⟨

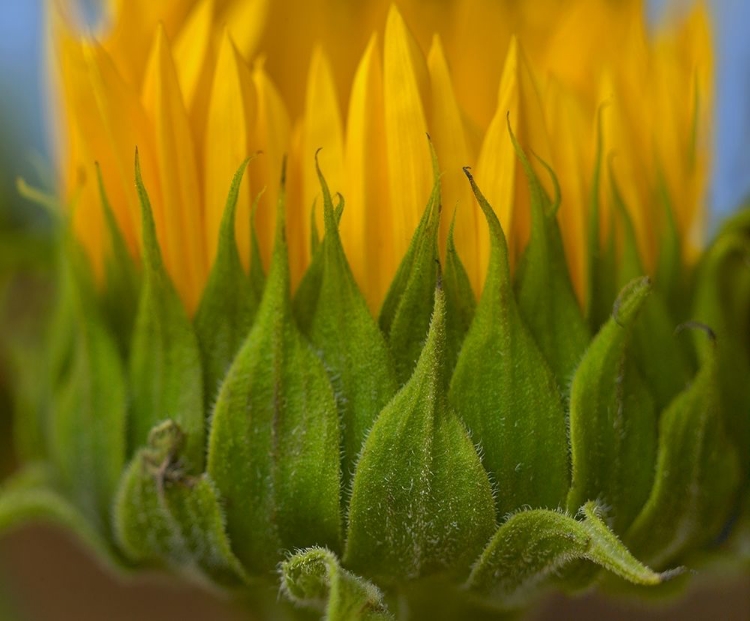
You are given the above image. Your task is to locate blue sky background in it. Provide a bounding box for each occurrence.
[0,0,750,223]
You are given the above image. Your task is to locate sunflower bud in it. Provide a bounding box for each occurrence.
[0,2,750,620]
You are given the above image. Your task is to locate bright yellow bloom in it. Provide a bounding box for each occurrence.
[49,0,712,311]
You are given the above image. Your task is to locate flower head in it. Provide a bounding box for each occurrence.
[50,0,712,310]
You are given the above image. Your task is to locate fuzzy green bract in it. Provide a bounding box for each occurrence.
[344,285,495,584]
[0,143,750,621]
[466,503,670,608]
[296,156,396,485]
[194,160,264,403]
[568,278,656,532]
[128,156,206,471]
[280,548,394,621]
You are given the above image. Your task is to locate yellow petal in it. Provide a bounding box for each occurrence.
[143,27,208,313]
[204,31,255,268]
[172,0,215,145]
[383,7,433,268]
[428,35,486,292]
[341,35,398,313]
[83,43,158,252]
[445,0,522,132]
[300,47,344,266]
[221,0,270,59]
[544,80,595,303]
[249,61,291,267]
[102,0,195,87]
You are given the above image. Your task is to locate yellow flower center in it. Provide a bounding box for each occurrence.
[49,0,712,312]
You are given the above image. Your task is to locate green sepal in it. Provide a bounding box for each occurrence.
[193,159,262,404]
[466,502,677,608]
[115,421,248,588]
[128,153,206,464]
[508,121,591,391]
[48,232,127,533]
[443,211,477,379]
[344,285,495,584]
[208,172,341,574]
[610,172,692,411]
[378,143,441,386]
[693,228,750,478]
[292,191,344,334]
[279,548,393,621]
[96,164,141,357]
[306,159,396,487]
[0,464,124,573]
[626,331,741,567]
[568,278,656,533]
[450,170,569,515]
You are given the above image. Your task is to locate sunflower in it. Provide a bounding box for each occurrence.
[0,0,750,619]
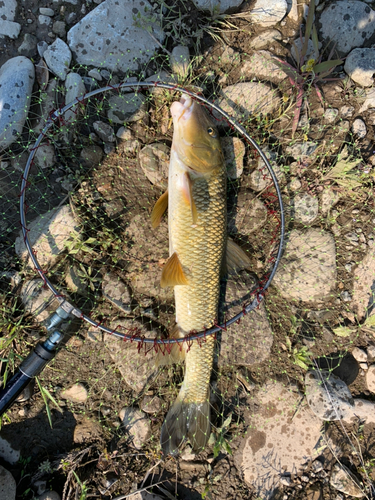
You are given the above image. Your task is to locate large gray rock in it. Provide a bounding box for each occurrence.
[0,465,16,500]
[344,49,375,87]
[0,56,35,150]
[273,229,337,302]
[68,0,164,72]
[214,82,280,125]
[320,0,375,56]
[250,0,288,28]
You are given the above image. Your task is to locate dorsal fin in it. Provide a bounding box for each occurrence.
[160,252,188,288]
[151,190,168,229]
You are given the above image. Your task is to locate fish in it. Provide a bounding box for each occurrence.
[151,94,249,456]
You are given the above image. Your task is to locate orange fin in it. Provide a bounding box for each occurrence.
[151,190,168,229]
[182,172,198,224]
[222,238,250,274]
[160,252,188,288]
[155,325,186,366]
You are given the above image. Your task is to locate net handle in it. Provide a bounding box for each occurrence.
[20,81,285,345]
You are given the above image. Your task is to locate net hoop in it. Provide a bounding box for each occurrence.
[20,81,285,346]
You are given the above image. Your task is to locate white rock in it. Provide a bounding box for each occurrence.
[68,0,164,72]
[220,137,245,179]
[352,118,367,139]
[107,92,147,125]
[366,365,375,394]
[93,121,116,142]
[34,144,56,169]
[344,48,375,87]
[44,38,72,80]
[170,45,190,78]
[320,0,375,56]
[0,437,21,465]
[0,56,35,150]
[0,465,16,500]
[273,229,337,302]
[352,347,367,363]
[249,29,283,50]
[294,193,319,224]
[330,463,365,498]
[305,370,354,421]
[249,0,288,28]
[60,383,88,403]
[241,50,287,83]
[139,143,170,189]
[0,19,21,40]
[239,382,324,500]
[14,205,81,270]
[120,407,151,450]
[213,82,280,126]
[351,247,375,321]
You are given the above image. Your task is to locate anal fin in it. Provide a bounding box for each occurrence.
[160,252,188,288]
[151,190,168,229]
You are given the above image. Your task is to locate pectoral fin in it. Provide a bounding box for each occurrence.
[151,190,168,229]
[160,252,188,288]
[222,238,250,275]
[182,172,198,224]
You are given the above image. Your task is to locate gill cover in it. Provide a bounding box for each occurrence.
[171,95,224,173]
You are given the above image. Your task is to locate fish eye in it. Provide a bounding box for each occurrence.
[207,127,216,137]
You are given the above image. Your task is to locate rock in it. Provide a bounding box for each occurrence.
[60,383,88,403]
[249,29,283,50]
[120,406,151,450]
[68,0,164,72]
[105,316,158,395]
[305,369,354,421]
[273,229,337,302]
[239,382,324,500]
[366,365,375,394]
[107,92,147,125]
[218,271,273,367]
[358,88,375,113]
[213,82,279,125]
[321,187,340,215]
[220,137,246,180]
[340,106,355,118]
[0,437,21,465]
[141,396,162,413]
[344,48,375,87]
[323,108,339,123]
[37,491,61,500]
[351,247,375,321]
[241,50,287,84]
[320,0,375,56]
[228,189,268,236]
[285,141,318,160]
[93,121,116,142]
[249,0,288,28]
[34,143,56,169]
[170,45,190,78]
[139,143,171,190]
[14,205,81,270]
[44,38,72,80]
[352,118,367,139]
[0,56,35,150]
[294,193,319,224]
[330,462,365,498]
[52,21,66,38]
[352,347,367,363]
[0,465,16,500]
[18,33,37,57]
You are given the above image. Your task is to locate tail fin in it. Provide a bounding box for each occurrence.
[160,393,211,455]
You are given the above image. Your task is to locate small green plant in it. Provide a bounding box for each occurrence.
[276,0,343,138]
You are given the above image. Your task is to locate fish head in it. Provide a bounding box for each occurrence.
[171,94,224,173]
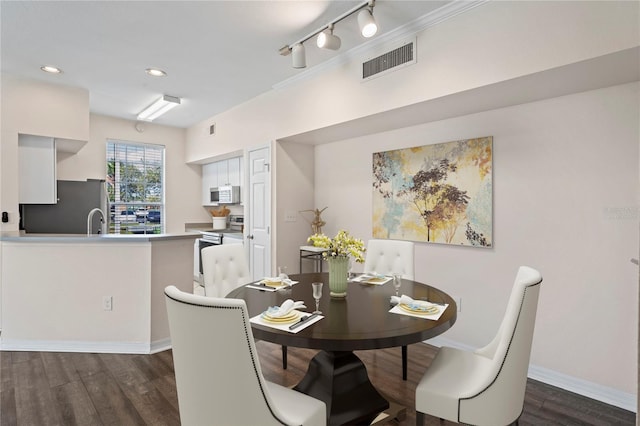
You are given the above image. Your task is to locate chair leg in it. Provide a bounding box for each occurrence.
[282,345,287,370]
[402,346,407,381]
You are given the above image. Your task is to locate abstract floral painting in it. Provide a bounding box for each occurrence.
[373,136,493,247]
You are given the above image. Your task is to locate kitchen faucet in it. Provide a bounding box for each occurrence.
[87,207,104,235]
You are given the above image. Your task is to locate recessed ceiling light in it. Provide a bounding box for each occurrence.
[145,68,167,77]
[40,65,62,74]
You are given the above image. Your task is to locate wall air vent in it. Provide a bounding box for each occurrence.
[362,40,416,80]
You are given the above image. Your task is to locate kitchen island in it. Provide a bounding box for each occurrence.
[0,232,199,353]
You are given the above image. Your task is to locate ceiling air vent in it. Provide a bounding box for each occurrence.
[362,40,416,80]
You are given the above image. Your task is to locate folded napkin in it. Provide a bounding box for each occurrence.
[261,277,297,286]
[391,294,434,309]
[267,299,306,318]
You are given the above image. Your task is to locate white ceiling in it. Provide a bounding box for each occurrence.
[0,0,451,127]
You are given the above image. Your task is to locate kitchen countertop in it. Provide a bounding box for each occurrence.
[0,232,200,243]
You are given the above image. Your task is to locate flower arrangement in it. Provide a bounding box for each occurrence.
[308,230,366,263]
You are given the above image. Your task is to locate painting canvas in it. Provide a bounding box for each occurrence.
[373,137,493,247]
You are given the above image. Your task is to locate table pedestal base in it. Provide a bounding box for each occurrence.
[294,351,389,425]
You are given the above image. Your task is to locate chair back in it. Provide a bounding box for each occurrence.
[459,266,542,424]
[165,286,296,425]
[202,244,253,297]
[364,239,415,280]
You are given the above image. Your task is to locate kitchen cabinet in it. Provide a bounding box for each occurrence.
[227,157,242,186]
[202,163,218,206]
[202,157,243,206]
[18,134,58,204]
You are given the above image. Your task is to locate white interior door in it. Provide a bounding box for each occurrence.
[247,147,271,280]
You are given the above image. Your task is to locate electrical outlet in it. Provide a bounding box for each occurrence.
[284,211,298,222]
[102,296,113,311]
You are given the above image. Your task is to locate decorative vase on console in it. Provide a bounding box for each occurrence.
[309,231,366,297]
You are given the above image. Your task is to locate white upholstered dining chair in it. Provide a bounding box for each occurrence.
[416,266,542,426]
[363,239,415,380]
[202,244,253,297]
[165,286,326,426]
[363,239,415,280]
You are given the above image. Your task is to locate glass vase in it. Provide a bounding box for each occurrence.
[327,257,349,297]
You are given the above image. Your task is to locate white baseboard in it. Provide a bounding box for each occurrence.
[424,337,638,413]
[0,339,151,354]
[149,337,171,354]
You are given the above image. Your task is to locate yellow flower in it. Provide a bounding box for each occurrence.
[308,230,366,263]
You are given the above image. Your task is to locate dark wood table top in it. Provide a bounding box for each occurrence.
[227,272,458,351]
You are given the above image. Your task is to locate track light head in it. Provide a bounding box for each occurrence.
[291,43,307,68]
[358,8,378,38]
[316,24,342,50]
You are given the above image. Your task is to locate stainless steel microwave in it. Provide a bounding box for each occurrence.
[210,185,240,204]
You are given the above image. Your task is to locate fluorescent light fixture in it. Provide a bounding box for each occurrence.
[40,65,62,74]
[316,24,342,50]
[358,9,378,38]
[291,43,307,68]
[144,68,167,77]
[138,95,180,121]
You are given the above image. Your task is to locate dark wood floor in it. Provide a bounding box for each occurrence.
[0,342,635,426]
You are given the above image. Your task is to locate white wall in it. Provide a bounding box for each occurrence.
[58,114,211,233]
[272,142,322,274]
[186,1,640,162]
[315,83,640,395]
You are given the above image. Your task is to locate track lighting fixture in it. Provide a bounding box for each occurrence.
[358,8,378,38]
[291,43,307,68]
[316,24,342,50]
[279,0,378,68]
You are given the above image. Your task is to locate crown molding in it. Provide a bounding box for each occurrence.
[271,0,490,90]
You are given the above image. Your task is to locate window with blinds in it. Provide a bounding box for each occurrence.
[107,140,164,234]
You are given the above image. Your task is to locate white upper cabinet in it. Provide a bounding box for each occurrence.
[227,157,242,186]
[18,135,58,204]
[202,157,243,206]
[202,163,218,206]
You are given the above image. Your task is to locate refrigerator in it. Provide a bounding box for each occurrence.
[20,179,109,235]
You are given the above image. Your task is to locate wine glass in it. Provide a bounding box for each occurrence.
[278,266,289,281]
[311,283,322,314]
[391,272,402,296]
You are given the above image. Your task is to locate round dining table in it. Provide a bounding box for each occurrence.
[227,273,457,425]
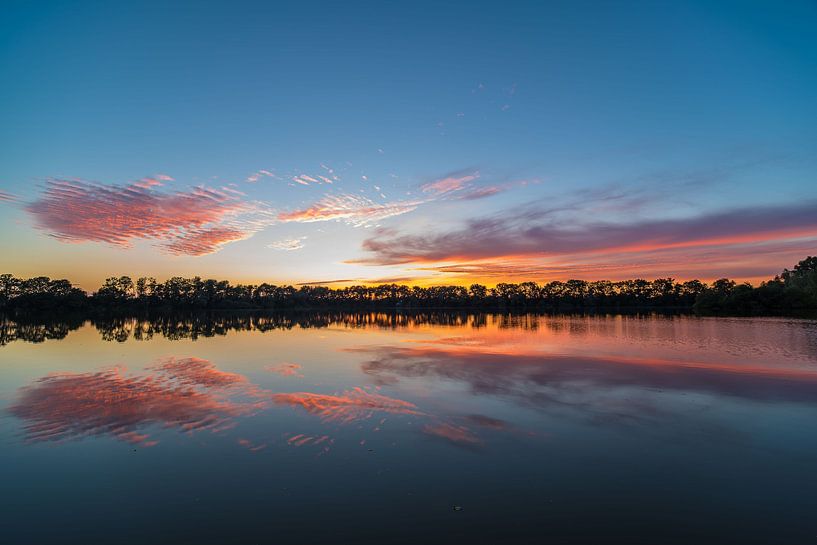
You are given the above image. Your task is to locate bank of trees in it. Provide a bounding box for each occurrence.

⟩

REQUIRED WORK: Tally the lines in the items above that contain the string "track". Give only the number.

RESPONSE TO THIS EXERCISE: 2